- [Document text]:
___

Not to change the subject on this storm, but...

Reviewing my video tonight I discovered something fascinating about the funnel clouds we saw. The first funnel cloud is rotating cyclonically. Then, higher up, a thinner funnel appears that is rotating anticyclonically. The pair lasted a good 1-1/2 to 2 minutes. The anticyclonic funnel disappeared into the slot and since the feature was rapidly coming over us, we picked that time to move down the road.

McGinnis is looking at it now and says it appears that the RFD actually split the wall cloud, the force of which apparently rolls funnels one way and the other side rolls the other.

The difference in their rotation is noticable when you speed up the playback. I know that Amos and company also got video of these funnels, so maybe they could share their observations. I don't think I'm imagining things. I'll edit this post with a link to the video clip when it is uploaded.

___

Saved entries:
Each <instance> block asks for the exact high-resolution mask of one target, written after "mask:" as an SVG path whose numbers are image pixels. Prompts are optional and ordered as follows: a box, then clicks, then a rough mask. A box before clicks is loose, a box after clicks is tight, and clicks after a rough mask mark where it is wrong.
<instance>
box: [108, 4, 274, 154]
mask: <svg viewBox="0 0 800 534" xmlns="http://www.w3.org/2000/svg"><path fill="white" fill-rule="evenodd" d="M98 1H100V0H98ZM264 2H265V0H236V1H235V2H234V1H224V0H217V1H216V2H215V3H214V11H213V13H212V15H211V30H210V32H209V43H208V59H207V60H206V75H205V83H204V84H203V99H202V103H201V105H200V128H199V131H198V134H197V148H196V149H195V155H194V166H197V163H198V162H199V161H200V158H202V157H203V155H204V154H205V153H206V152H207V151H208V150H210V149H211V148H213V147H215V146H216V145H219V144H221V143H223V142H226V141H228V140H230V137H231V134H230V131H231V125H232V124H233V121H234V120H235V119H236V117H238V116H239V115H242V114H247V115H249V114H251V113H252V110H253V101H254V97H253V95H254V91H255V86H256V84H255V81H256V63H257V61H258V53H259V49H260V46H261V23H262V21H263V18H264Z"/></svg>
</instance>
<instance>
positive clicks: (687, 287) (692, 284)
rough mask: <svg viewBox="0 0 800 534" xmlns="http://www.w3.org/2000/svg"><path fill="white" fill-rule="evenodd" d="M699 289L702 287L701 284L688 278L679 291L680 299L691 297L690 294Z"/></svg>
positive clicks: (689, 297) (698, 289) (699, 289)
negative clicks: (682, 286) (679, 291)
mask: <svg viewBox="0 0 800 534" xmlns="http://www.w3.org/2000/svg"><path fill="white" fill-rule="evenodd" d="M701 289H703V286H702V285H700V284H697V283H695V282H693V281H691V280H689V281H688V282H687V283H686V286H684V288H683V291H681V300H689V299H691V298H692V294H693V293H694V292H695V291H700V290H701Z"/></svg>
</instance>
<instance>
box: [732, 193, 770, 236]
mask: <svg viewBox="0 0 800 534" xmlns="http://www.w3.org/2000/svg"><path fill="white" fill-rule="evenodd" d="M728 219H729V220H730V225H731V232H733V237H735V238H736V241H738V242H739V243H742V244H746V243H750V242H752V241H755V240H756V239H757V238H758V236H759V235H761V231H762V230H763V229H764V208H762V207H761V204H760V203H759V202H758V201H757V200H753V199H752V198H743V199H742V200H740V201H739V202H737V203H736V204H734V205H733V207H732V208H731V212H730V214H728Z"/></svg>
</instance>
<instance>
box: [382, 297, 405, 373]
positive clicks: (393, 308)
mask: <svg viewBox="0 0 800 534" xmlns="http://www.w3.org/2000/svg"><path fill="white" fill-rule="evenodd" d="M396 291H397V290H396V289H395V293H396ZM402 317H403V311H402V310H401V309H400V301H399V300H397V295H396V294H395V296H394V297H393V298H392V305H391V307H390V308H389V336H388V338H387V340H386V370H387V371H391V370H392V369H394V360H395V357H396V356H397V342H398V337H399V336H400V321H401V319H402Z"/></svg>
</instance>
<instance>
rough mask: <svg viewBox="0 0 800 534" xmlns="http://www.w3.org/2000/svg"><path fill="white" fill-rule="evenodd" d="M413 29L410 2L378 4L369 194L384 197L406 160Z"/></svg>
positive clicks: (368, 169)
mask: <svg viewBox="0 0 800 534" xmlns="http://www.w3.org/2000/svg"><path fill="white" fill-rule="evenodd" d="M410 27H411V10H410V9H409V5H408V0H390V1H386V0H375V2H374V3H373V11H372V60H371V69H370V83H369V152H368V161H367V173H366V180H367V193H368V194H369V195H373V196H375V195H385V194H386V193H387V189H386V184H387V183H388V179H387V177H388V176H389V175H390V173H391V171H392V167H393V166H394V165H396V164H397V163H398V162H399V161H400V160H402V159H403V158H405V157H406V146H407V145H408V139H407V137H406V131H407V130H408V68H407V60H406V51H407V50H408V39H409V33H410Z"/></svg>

___

- [Check your understanding]:
[a] Extract the passage of the funnel cloud post from "McGinnis is looking" up to and including "rolls the other.".
[b] Answer these questions using the funnel cloud post:
(i) How long did the pair of funnels last?
(ii) According to McGinnis, what split the wall cloud?
(iii) What makes the difference in the funnels' rotation noticeable?

- [Numbered answers]:
[a]
McGinnis is looking at it now and says it appears that the RFD actually split the wall cloud, the force of which apparently rolls funnels one way and the other side rolls the other.

[b]
(i) A good 1-1/2 to 2 minutes.
(ii) The RFD.
(iii) Speeding up the playback.